* Start *

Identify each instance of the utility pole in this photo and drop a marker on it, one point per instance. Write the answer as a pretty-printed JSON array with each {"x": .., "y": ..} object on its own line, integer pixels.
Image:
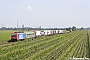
[
  {"x": 17, "y": 24},
  {"x": 2, "y": 27}
]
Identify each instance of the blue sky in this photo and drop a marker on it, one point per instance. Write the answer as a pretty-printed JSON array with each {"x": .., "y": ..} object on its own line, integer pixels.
[{"x": 45, "y": 13}]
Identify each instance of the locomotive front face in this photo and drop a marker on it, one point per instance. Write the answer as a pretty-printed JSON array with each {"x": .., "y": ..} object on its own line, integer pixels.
[{"x": 14, "y": 36}]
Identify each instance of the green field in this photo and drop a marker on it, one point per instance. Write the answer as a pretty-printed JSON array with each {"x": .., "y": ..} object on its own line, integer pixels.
[
  {"x": 5, "y": 35},
  {"x": 56, "y": 47}
]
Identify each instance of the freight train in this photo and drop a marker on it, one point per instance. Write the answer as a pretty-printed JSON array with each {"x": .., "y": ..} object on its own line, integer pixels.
[{"x": 15, "y": 36}]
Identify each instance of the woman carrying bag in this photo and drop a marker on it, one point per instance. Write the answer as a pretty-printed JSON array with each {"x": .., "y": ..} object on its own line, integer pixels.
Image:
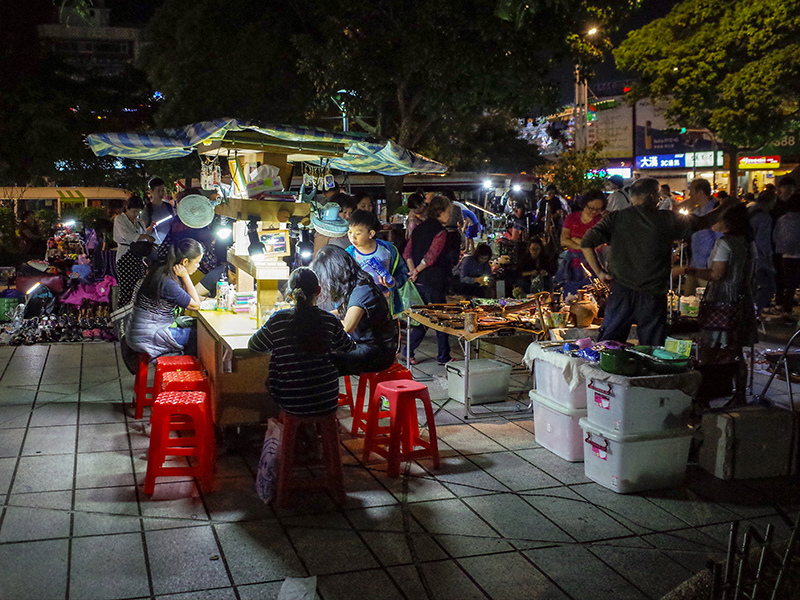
[{"x": 727, "y": 316}]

* End *

## Task
Quote all of the records above verbatim, line by line, and leave the pictures out of your reproduction.

## Complete answer
Identify each instance of the utility pole in this photo and drop a marker on it, one point per instance. Write the answer as a pretty-printed JSON array with each {"x": .., "y": ..} object on its own line, integer pixels.
Image:
[
  {"x": 17, "y": 24},
  {"x": 2, "y": 27}
]
Identify each instance of the blue sky in this photo and drop a marker on it, one point per instance. Write the answer as a pretty-printed JSON array with each {"x": .., "y": ..} object on its own line, integer pixels.
[{"x": 45, "y": 13}]
Identify each instance of the locomotive front face in this photo and drop a marker on it, one point per instance. Write the answer as a pretty-printed JSON array with each {"x": .., "y": ..} object on its own line, integer pixels.
[{"x": 14, "y": 36}]
Identify each instance of the green field in this photo and drop a marker on it, one point per instance. Write the answer as a pretty-printed JSON array with each {"x": .., "y": ..} object on its own line, integer pixels.
[
  {"x": 5, "y": 35},
  {"x": 56, "y": 47}
]
Identify each instance of the freight train in this photo and drop a marker on it, one point per instance. Write the answer as a pretty-printed JSON array with each {"x": .., "y": ..} object on its own line, integer pixels.
[{"x": 15, "y": 36}]
Identify each instance of the woman carrying bag in this photo and drop a marker on it, one point per instance. Write the answer as a pretty-printed JSON array with each {"x": .., "y": ..} object on its own line, integer pixels.
Image:
[{"x": 727, "y": 316}]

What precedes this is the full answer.